REQUIREMENT —
If a record holds a picture, drop the picture and return the rest of the record word for word.

Images for object localization:

= = =

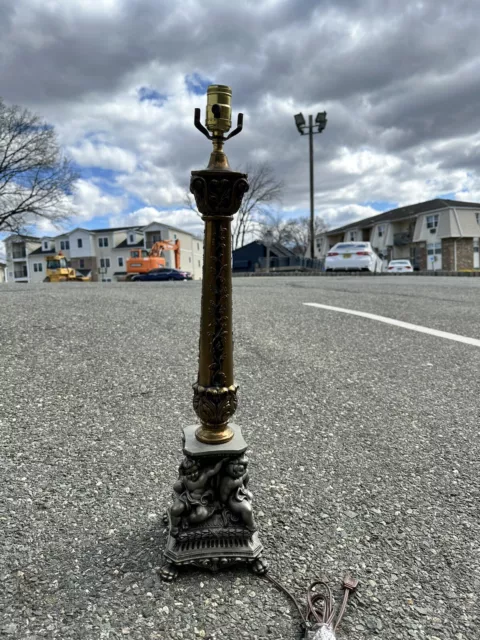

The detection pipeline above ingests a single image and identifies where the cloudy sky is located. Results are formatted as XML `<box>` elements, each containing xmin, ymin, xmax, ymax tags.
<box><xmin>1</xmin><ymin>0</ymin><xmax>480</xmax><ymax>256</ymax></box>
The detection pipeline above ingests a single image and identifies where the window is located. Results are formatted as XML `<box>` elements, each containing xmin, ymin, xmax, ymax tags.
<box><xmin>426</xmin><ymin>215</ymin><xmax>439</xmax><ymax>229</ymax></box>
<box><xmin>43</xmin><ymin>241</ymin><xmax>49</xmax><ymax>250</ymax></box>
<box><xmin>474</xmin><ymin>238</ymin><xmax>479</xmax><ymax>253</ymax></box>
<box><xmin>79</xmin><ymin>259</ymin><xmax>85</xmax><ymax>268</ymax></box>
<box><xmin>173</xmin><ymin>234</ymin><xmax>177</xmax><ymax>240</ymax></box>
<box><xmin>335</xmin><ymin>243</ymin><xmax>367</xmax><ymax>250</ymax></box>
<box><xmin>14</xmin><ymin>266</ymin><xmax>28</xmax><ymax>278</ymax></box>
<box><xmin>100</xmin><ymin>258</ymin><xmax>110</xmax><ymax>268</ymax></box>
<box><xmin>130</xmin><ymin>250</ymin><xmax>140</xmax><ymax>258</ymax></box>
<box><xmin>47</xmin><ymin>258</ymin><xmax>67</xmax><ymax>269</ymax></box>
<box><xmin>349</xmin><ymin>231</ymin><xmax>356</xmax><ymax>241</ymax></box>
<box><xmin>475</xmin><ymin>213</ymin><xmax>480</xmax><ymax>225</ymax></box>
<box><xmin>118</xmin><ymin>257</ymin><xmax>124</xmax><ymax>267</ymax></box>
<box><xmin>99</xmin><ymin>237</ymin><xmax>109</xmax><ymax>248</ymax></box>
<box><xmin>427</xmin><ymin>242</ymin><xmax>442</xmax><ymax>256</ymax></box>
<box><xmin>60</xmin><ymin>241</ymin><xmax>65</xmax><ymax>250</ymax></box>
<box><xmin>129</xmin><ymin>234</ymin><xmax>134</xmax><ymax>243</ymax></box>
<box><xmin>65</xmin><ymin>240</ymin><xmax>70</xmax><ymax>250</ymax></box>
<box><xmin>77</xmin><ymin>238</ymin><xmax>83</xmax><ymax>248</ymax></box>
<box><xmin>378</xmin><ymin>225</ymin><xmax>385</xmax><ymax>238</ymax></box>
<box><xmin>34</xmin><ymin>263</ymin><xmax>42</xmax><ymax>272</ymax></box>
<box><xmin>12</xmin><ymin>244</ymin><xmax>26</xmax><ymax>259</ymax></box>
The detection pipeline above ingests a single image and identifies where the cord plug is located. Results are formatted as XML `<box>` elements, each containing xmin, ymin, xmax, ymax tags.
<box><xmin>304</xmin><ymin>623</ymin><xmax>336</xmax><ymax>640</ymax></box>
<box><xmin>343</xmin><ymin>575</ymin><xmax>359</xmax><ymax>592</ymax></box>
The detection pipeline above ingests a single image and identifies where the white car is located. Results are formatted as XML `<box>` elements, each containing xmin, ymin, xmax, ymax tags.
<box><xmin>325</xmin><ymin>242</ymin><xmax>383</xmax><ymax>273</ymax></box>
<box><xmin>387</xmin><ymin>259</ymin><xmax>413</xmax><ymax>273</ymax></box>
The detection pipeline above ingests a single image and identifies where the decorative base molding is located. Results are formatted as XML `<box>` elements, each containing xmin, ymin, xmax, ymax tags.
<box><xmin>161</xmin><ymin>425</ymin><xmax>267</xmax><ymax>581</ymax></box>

= = =

FINAL ANSWER —
The detection pipeline above ingests a single image and identifies where the cloudy sky is located. Results are formatted as XML `<box>` elements, each containing xmin, ymin, xmax, ymax tags.
<box><xmin>1</xmin><ymin>0</ymin><xmax>480</xmax><ymax>256</ymax></box>
The detection pipeline above ingests a single image and identifies where the window is located. Results are formatted as XML `<box>` elements, each containing xmin, ymin, xmax, ymax tags.
<box><xmin>426</xmin><ymin>215</ymin><xmax>439</xmax><ymax>229</ymax></box>
<box><xmin>43</xmin><ymin>241</ymin><xmax>49</xmax><ymax>250</ymax></box>
<box><xmin>474</xmin><ymin>238</ymin><xmax>479</xmax><ymax>253</ymax></box>
<box><xmin>79</xmin><ymin>259</ymin><xmax>85</xmax><ymax>268</ymax></box>
<box><xmin>173</xmin><ymin>234</ymin><xmax>177</xmax><ymax>240</ymax></box>
<box><xmin>335</xmin><ymin>243</ymin><xmax>367</xmax><ymax>250</ymax></box>
<box><xmin>14</xmin><ymin>266</ymin><xmax>28</xmax><ymax>278</ymax></box>
<box><xmin>100</xmin><ymin>258</ymin><xmax>110</xmax><ymax>268</ymax></box>
<box><xmin>130</xmin><ymin>250</ymin><xmax>140</xmax><ymax>258</ymax></box>
<box><xmin>47</xmin><ymin>258</ymin><xmax>67</xmax><ymax>269</ymax></box>
<box><xmin>349</xmin><ymin>231</ymin><xmax>356</xmax><ymax>241</ymax></box>
<box><xmin>475</xmin><ymin>213</ymin><xmax>480</xmax><ymax>225</ymax></box>
<box><xmin>118</xmin><ymin>257</ymin><xmax>124</xmax><ymax>267</ymax></box>
<box><xmin>99</xmin><ymin>237</ymin><xmax>109</xmax><ymax>248</ymax></box>
<box><xmin>427</xmin><ymin>242</ymin><xmax>442</xmax><ymax>256</ymax></box>
<box><xmin>60</xmin><ymin>241</ymin><xmax>65</xmax><ymax>250</ymax></box>
<box><xmin>129</xmin><ymin>234</ymin><xmax>134</xmax><ymax>243</ymax></box>
<box><xmin>65</xmin><ymin>240</ymin><xmax>70</xmax><ymax>250</ymax></box>
<box><xmin>77</xmin><ymin>238</ymin><xmax>83</xmax><ymax>248</ymax></box>
<box><xmin>378</xmin><ymin>225</ymin><xmax>385</xmax><ymax>238</ymax></box>
<box><xmin>34</xmin><ymin>263</ymin><xmax>42</xmax><ymax>272</ymax></box>
<box><xmin>12</xmin><ymin>244</ymin><xmax>26</xmax><ymax>259</ymax></box>
The detection pipeline above ingests a single image and identifies where the cord plug is located. Results are formatted as XML `<box>` elements, each containing xmin, ymin, xmax, ymax tags.
<box><xmin>304</xmin><ymin>623</ymin><xmax>336</xmax><ymax>640</ymax></box>
<box><xmin>343</xmin><ymin>575</ymin><xmax>359</xmax><ymax>592</ymax></box>
The detection pipeline above ingests a single image and identifies where the white car is located. Results are formatted as XML `<box>` elements, each containing xmin, ymin, xmax, ymax tags.
<box><xmin>325</xmin><ymin>242</ymin><xmax>383</xmax><ymax>273</ymax></box>
<box><xmin>387</xmin><ymin>259</ymin><xmax>413</xmax><ymax>273</ymax></box>
The detection pipeline above ingests a single image and identifies where the decorative base molding is located. Results are formatted as XML `<box>` elements, each containing xmin, ymin, xmax, ymax tags.
<box><xmin>161</xmin><ymin>425</ymin><xmax>267</xmax><ymax>581</ymax></box>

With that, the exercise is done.